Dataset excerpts
BEGIN
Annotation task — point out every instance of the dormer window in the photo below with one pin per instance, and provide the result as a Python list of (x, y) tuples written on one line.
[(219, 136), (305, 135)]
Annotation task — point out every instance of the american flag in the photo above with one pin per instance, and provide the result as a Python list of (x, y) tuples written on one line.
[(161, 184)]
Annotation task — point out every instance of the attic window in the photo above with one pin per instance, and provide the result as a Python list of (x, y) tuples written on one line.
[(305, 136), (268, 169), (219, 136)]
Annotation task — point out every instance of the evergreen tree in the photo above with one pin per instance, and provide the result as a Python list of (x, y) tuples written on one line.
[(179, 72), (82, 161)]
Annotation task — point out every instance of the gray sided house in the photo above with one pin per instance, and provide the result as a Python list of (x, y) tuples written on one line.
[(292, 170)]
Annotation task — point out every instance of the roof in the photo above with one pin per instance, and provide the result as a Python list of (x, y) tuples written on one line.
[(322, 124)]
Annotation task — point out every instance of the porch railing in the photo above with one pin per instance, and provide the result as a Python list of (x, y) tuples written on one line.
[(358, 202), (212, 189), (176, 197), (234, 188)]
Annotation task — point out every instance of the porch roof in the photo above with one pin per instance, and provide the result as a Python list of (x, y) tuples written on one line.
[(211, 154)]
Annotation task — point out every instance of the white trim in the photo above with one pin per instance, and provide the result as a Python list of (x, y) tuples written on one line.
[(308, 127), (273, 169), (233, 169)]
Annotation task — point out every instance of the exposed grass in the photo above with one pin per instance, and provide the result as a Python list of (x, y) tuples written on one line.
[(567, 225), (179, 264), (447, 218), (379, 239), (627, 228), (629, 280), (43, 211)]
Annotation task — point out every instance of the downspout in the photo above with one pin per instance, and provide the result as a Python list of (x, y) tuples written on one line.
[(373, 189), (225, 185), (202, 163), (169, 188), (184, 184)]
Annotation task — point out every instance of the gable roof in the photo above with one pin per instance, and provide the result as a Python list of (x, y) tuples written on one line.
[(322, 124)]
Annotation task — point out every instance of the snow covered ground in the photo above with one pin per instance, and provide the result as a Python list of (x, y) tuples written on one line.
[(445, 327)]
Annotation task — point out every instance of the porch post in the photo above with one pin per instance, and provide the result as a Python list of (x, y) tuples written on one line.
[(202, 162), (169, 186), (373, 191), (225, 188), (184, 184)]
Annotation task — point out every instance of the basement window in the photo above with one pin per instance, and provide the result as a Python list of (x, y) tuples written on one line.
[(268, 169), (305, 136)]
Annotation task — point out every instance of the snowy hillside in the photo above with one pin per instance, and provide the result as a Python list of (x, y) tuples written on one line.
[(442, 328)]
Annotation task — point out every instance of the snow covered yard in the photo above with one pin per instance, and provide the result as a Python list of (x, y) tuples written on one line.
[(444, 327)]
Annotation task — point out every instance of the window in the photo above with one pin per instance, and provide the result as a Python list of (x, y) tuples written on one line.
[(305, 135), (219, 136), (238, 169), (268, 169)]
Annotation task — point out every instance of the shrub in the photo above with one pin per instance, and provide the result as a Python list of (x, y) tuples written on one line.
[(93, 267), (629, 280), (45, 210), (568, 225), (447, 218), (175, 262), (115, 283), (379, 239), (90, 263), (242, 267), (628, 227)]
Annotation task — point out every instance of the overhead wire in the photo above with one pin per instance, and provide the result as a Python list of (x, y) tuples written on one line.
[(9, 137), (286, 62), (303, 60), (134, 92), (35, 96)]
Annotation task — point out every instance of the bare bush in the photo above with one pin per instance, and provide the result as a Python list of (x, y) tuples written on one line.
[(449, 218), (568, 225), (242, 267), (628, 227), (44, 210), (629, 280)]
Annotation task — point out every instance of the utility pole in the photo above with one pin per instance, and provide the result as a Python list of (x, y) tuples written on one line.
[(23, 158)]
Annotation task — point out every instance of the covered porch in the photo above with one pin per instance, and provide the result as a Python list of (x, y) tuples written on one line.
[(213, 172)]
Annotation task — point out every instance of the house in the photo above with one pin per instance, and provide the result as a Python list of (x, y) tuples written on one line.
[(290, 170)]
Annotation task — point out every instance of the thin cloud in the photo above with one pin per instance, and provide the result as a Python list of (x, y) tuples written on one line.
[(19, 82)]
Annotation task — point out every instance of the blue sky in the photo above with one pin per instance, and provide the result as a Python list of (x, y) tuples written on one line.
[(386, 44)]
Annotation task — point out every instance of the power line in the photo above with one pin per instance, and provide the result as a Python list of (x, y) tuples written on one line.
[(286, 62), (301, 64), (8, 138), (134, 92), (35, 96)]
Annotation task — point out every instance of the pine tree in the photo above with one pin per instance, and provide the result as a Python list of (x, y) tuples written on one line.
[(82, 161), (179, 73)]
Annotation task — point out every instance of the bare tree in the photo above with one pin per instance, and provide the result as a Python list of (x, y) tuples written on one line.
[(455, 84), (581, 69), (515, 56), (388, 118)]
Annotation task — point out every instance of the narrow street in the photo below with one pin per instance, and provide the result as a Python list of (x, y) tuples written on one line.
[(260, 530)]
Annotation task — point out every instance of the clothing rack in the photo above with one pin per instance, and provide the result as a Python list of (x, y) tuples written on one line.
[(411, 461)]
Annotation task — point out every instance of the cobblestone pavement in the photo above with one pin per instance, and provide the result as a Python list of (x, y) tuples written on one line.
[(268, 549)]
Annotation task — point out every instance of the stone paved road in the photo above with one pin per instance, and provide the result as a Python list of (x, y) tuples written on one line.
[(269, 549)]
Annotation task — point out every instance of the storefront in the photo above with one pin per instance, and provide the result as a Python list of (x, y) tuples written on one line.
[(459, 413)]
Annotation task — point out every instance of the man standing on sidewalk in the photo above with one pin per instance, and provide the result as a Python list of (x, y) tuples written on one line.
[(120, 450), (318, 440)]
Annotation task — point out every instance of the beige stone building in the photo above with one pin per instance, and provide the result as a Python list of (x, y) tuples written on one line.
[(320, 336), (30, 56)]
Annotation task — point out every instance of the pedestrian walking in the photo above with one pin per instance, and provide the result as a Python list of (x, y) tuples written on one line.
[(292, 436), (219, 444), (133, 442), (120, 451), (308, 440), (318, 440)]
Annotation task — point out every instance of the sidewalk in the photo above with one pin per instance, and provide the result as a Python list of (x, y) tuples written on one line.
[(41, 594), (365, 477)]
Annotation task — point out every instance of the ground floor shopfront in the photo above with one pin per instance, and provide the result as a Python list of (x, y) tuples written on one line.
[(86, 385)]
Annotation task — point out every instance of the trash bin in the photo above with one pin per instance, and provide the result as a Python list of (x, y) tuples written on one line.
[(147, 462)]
END
WHAT IS REQUIRED: Make an exact transcription of the entries.

ANSWER TO THIS EXERCISE:
Annotation task — point out every instance of the dormer window in the photo below with one pin per instance, and provide the result as a Python list of (x, y) tuples written on one line.
[(219, 136), (305, 135)]
Annotation task — point out every instance of the american flag in the photo above with one pin per instance, and provide the result as a Python list of (x, y) tuples written on one line.
[(161, 184)]
Annotation task — point out every instance of the attic window in the photo above with one pin per instance, and provide the result as a Python list of (x, y) tuples written on one line.
[(305, 136), (268, 169), (219, 136)]
Annotation task — point out every instance of the evergreen tree in the photo above with one pin per instance, and provide the result as a Python list of (x, y) tuples written on one line.
[(179, 72), (82, 161)]
Annotation task — point out every instance of the gray sided house in the photo above with one pin per instance, and provide the result as a Python list of (x, y) tuples written on one line.
[(292, 170)]
Annotation task — point out every instance of the roof in the photo above with one pin per instance, and provide the result as a Python list of (x, y) tuples written on one line.
[(322, 124)]
Annotation task — point out every instance of the porch railing in the photo above with one pin per instance, and provide the result as a Python list of (x, y) tuples written on one line.
[(358, 202), (212, 189), (176, 197), (234, 188)]
Annotation task — point out every instance of the porch roof in the photo above with one pin per instance, and provide the result as a Python list of (x, y) tuples written on one line.
[(211, 154)]
Annotation task — point out every instance of the white trim in the photo above with one pin per instance, and provide the result as a Python list of (x, y) tuples written on one line.
[(308, 127), (273, 169), (233, 169)]
Annotation task — point out every instance of the exposed grass in the photo above with one pin per instance, and provide the result as a Python list of (x, y) tuples written on one line.
[(567, 225), (179, 264), (447, 218), (379, 239), (627, 228), (629, 280), (43, 211)]
Annotation task — point out every instance of the downspout in the photo above with one pin per instance, and provide the result as a Python list of (x, y) tuples written on one line.
[(373, 189), (225, 185), (202, 163), (169, 188), (184, 184)]
Annotation task — point out every instance of the gable roof in the photo above with one pin per instance, and provide the result as a Python list of (x, y) tuples written on one line.
[(322, 124)]
Annotation task — point out every instance of the snow covered ground in the photo above with one pin per instance, and provide the result as a Python list of (x, y) tuples written on one line.
[(445, 327)]
Annotation task — point out every instance of the porch post in the photo above with one pin per instance, and provide the result as a Python list of (x, y) tuples written on one line.
[(202, 162), (169, 186), (373, 191), (225, 188), (184, 184)]
Annotation task — point out every instance of the basement window in the photo above with one pin per instance, and provide the result as a Python list of (x, y) tuples written on one line.
[(268, 169), (305, 136)]
Annotation task — point out every instance of the snowy hillside in the photo above with one pin per instance, and provide the result as a Python list of (x, y) tuples written on one line.
[(442, 328)]
Annotation task — point out every instance of the snow covered yard in the photo above with one pin per instance, and provide the result as a Python list of (x, y) tuples written on one line.
[(444, 327)]
Annotation task — point out every instance of the window in the photo above with one pin per instance, and provide the result as a Python list of (x, y) tuples written on one line.
[(305, 135), (219, 136), (238, 169), (268, 169)]
Annotation task — point out every instance of the shrub in the photo above with one pin per instance, and provide the result as a Python list of (x, y) tuples written on one line.
[(93, 267), (629, 280), (45, 210), (568, 225), (447, 218), (175, 262), (115, 283), (379, 239), (90, 263), (242, 267), (628, 227)]
Annotation task — point out every instance of the overhead wire in the photo above with one pin per instance, and provide the result as a Python list of (x, y) tuples written on one line.
[(9, 137), (286, 62), (303, 60), (134, 92), (35, 96)]
Annotation task — point out every instance of the bare bush in the photo above with one pin per instance, and provide the result as a Python list of (x, y) tuples written on one line.
[(449, 218), (568, 225), (242, 267), (628, 227), (44, 210), (629, 280)]
Annotation task — point out every instance of the utility pole in the photo above with one pin per instance, and provide the result as a Python list of (x, y) tuples written on one line.
[(23, 158)]
Annotation task — point out every instance of the covered porch in the photo above with one pin per instance, and provide the result as a Python list of (x, y) tuples written on one line.
[(213, 172)]
Annotation task — point out every instance of the house in the photo above with one pin per instance, and provide the result as a Python list of (x, y) tuples written on one line.
[(290, 170)]
Annotation task — point out every instance of the thin cloud in the photo above with one pin per instance, and provide the result as a Python list of (x, y) tuples written on one line.
[(19, 82)]
Annotation task — point out every instance of the blue sky in the photo above with one pin per instance, and provide the result as a Python list of (x, y) tuples written on one line.
[(386, 44)]
Annotation task — point out every instance of the power line in the photo above with one pin per instance, and provide the result as a Python list of (x, y) tuples written on one line.
[(286, 62), (301, 64), (8, 138), (134, 92), (35, 96)]
Annotation task — point out every instance of the pine tree in the photo above with one pin per instance, and provide the result as a Python list of (x, y) tuples written on one line.
[(82, 161), (179, 73)]
Annotation task — point out every instance of the bare tree in the photo above with one pin per instance, and provide the result as a Python list of (x, y) tuples written on one line.
[(455, 84), (581, 69), (515, 56), (388, 118)]
Annotation task — point out every instance of the narrow street in the photo below with one pin per instance, and provide the result as a Python list of (x, y) tuples written on one line.
[(260, 530)]
Annotation task — point out every instance of the clothing rack in the photo above with one pin per instance, and provide the result as a Python list of (x, y) tuples written on one line.
[(411, 461)]
Annotation task — point out every instance of the cobblestone pavement in the photo above with one pin per instance, and provide the result as a Python list of (x, y) tuples written on one line.
[(268, 549)]
Annotation task — point out every instance of the stone paved road in the photo above with one pin per instance, and provide the result as a Python list of (x, y) tuples written on one line.
[(269, 549)]
Annotation task — point out every instance of the storefront in the photo above with one pin per instance, and provide the result as a Python list of (x, y) tuples written on one line.
[(459, 413)]
Annotation task — point out every instance of the man standing on sidewalk in the photo above with one pin per instance, and provide the result as a Python list of (x, y) tuples written on one line.
[(120, 450), (318, 440)]
Annotation task — point out every instance of the beige stone building in the photo above with one pin per instance, and provide the result as a Python list of (x, y) tuples written on one line.
[(320, 336), (30, 56)]
Annotation task — point out every instance of the pedestrian walking in the photo above with one pin per instance, and provide the result as a Python list of (x, y) tuples written on one line.
[(292, 436), (219, 444), (133, 442), (120, 451), (308, 440), (318, 440)]
Annotation task — point out every instance of the sidewalk in the photo above with one pin per instance, and provide the result as a Python list of (x, y) tuples written on one line.
[(41, 594), (365, 477)]
Annotation task — point out every instance of the ground floor shopfront in the photo above with one pin per instance, and provide the result as a Python list of (x, y) tuples written on one line.
[(86, 385)]
Annotation task — point out every instance of the trash bin in the photo above with one pin per instance, and provide the result as a Python list of (x, y) tuples written on one line.
[(147, 462)]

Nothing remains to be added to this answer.